§ **Instructions to follow**
List all lines of the data that include the string "hair".

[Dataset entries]
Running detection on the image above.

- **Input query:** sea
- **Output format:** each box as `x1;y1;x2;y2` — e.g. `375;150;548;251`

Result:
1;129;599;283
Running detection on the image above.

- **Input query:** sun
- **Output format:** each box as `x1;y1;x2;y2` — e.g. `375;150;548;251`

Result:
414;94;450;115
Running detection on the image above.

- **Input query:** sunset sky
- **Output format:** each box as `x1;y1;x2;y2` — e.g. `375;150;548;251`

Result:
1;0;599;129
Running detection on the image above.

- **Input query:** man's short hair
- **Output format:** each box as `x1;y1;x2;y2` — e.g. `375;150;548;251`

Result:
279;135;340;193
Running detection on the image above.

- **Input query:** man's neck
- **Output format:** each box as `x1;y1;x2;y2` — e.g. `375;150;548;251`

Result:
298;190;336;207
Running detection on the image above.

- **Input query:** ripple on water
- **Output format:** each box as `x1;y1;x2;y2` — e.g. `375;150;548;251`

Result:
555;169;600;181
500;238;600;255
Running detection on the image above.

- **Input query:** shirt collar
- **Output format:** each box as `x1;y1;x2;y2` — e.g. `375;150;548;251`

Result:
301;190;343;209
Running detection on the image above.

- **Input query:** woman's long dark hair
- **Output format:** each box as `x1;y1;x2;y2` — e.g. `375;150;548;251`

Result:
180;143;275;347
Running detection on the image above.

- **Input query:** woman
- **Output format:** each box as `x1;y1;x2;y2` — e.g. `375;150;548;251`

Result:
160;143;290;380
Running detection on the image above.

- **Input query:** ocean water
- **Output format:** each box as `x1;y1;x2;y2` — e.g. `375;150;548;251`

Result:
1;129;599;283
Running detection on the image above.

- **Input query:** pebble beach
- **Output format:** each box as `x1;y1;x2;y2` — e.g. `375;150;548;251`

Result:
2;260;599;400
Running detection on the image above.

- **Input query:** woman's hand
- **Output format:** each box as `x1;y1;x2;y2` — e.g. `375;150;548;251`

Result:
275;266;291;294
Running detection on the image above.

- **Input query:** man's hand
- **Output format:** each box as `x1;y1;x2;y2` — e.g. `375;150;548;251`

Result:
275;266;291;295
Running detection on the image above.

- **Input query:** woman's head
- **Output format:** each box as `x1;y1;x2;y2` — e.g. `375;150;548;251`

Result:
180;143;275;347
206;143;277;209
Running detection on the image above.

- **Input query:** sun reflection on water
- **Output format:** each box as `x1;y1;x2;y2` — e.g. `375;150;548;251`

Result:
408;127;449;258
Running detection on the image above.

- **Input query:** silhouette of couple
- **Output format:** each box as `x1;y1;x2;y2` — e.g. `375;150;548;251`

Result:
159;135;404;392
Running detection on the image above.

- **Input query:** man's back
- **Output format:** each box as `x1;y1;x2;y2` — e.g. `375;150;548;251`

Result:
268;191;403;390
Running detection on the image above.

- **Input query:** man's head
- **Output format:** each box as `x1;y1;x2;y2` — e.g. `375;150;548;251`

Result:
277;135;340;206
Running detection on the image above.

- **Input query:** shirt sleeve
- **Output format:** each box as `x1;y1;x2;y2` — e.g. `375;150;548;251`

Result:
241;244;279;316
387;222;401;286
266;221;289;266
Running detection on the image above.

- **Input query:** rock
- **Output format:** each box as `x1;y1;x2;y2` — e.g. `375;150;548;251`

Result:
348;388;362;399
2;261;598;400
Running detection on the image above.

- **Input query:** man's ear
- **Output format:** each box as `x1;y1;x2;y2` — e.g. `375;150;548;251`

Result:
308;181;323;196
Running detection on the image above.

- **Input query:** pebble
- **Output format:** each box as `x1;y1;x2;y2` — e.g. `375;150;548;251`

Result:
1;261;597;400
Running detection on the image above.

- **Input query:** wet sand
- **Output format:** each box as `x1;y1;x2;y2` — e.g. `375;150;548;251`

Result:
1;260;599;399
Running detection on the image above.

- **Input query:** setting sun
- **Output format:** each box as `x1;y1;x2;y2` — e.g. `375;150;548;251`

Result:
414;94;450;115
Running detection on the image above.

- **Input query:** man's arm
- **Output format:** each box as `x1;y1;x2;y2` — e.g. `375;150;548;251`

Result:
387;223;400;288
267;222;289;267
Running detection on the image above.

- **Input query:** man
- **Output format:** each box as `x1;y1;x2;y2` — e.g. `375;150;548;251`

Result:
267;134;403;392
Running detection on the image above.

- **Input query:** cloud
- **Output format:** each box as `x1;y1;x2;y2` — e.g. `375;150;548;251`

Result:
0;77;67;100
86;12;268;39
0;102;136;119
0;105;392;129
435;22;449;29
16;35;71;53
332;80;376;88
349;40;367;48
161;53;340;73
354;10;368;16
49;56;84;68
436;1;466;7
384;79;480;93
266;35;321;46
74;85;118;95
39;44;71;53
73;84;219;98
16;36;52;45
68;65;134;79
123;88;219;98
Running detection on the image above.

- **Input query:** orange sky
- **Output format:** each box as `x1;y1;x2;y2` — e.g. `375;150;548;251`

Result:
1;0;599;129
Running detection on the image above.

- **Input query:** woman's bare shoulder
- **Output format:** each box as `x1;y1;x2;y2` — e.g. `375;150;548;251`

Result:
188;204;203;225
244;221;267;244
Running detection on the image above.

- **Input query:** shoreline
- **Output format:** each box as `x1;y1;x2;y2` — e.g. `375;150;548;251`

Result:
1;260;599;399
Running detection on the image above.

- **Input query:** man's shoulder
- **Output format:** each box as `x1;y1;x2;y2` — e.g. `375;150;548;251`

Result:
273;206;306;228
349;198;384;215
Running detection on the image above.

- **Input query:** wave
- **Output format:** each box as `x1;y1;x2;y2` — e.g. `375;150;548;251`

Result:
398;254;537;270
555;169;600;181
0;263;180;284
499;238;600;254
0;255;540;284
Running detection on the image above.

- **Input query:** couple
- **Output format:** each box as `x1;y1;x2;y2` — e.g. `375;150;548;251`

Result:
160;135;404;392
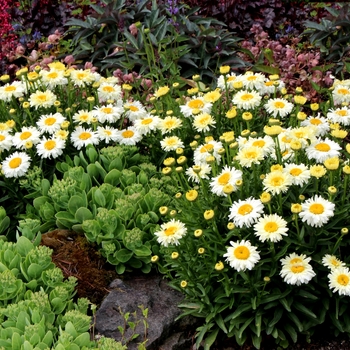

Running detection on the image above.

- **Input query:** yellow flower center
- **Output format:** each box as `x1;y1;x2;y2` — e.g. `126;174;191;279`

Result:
188;99;204;109
79;132;91;140
9;157;22;169
0;135;5;141
290;168;302;176
291;265;305;273
47;72;58;79
199;115;210;124
336;110;347;116
264;222;278;233
315;143;331;152
200;144;214;153
265;81;274;86
331;259;341;267
271;176;284;186
5;86;16;92
337;274;349;286
218;172;230;185
129;105;139;112
238;204;253;215
44;117;56;125
102;86;114;93
241;93;253;101
233;246;250;260
122;130;134;138
247;76;257;81
20;131;32;140
101;107;112;114
246;150;258;159
274;101;285;109
44;140;56;150
104;130;112;136
227;76;236;82
337;88;349;95
309;203;324;215
310;118;322;125
141;118;153;125
79;114;90;121
252;140;265;148
290;258;302;264
37;94;49;102
165;120;176;128
164;226;176;236
281;136;291;143
77;73;87;80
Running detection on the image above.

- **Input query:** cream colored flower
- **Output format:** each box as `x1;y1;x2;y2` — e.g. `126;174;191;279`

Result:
29;90;57;109
192;113;216;132
229;197;264;228
12;127;41;150
265;98;294;118
158;116;182;134
328;267;350;296
210;165;242;197
322;254;346;270
223;240;260;272
253;214;288;242
160;136;184;152
70;126;99;150
2;151;31;178
116;127;142;146
299;195;335;227
305;137;341;162
327;107;350;126
232;90;262;110
154;219;187;247
263;170;293;195
36;137;65;159
280;253;315;286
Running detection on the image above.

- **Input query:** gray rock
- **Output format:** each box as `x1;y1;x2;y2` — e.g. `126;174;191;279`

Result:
95;274;199;349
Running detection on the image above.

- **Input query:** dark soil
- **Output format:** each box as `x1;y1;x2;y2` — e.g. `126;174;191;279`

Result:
41;230;350;350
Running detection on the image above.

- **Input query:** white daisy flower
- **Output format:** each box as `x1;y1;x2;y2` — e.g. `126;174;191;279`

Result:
116;127;142;146
158;116;182;135
0;81;26;101
244;136;275;157
300;114;330;137
284;163;311;186
12;126;41;150
228;197;264;228
259;79;285;95
327;107;350;126
193;140;223;165
36;137;65;159
40;69;68;88
185;163;211;183
154;219;187;247
223;240;260;272
299;195;335;227
210;165;243;197
263;170;293;195
72;110;94;125
217;73;243;90
36;112;66;134
305;137;342;163
29;90;57;109
232;89;262;110
160;136;184;152
97;125;119;143
235;145;265;168
284;126;317;149
2;151;31;178
328;267;350;296
55;129;69;141
180;96;212;117
322;254;346;270
192;113;216;132
69;69;96;86
0;131;13;151
123;101;147;121
70;126;99;150
92;103;123;123
99;76;119;85
253;214;288;242
332;85;350;105
97;83;122;102
241;72;266;90
280;253;316;286
264;97;294;118
133;115;160;135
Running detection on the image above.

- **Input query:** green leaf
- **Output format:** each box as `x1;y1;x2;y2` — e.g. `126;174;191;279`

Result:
75;207;93;223
279;298;292;312
293;302;317;319
11;332;22;350
284;323;298;343
254;64;280;75
104;169;121;186
133;246;152;257
93;188;106;207
33;196;50;211
203;328;219;350
16;236;34;257
115;249;133;263
68;194;87;216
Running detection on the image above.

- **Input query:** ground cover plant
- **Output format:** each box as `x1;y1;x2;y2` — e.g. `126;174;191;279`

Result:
1;1;350;349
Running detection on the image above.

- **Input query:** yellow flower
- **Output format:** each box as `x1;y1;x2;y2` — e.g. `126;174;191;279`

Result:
171;252;179;259
227;222;235;230
151;255;159;263
194;229;203;238
331;129;348;139
341;228;349;235
343;165;350;174
324;157;339;170
291;203;302;214
204;89;221;103
310;103;319;111
154;85;170;98
233;81;243;89
198;248;205;254
260;192;271;204
186;189;198;202
215;261;225;271
204;210;215;220
310;165;327;178
220;65;230;74
226;107;237;119
297;111;307;121
163;157;175;167
328;186;337;195
159;206;168;215
294;95;307;105
180;280;188;288
242;112;253;121
264;125;283;136
162;166;172;175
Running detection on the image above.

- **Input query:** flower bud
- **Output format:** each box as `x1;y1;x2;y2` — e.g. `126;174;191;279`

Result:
204;210;214;220
215;261;225;271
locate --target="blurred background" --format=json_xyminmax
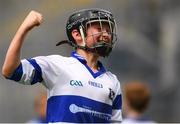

§ **Result of this exercise**
- **Input query:** man's short hair
- **Input query:** woman's long dark hair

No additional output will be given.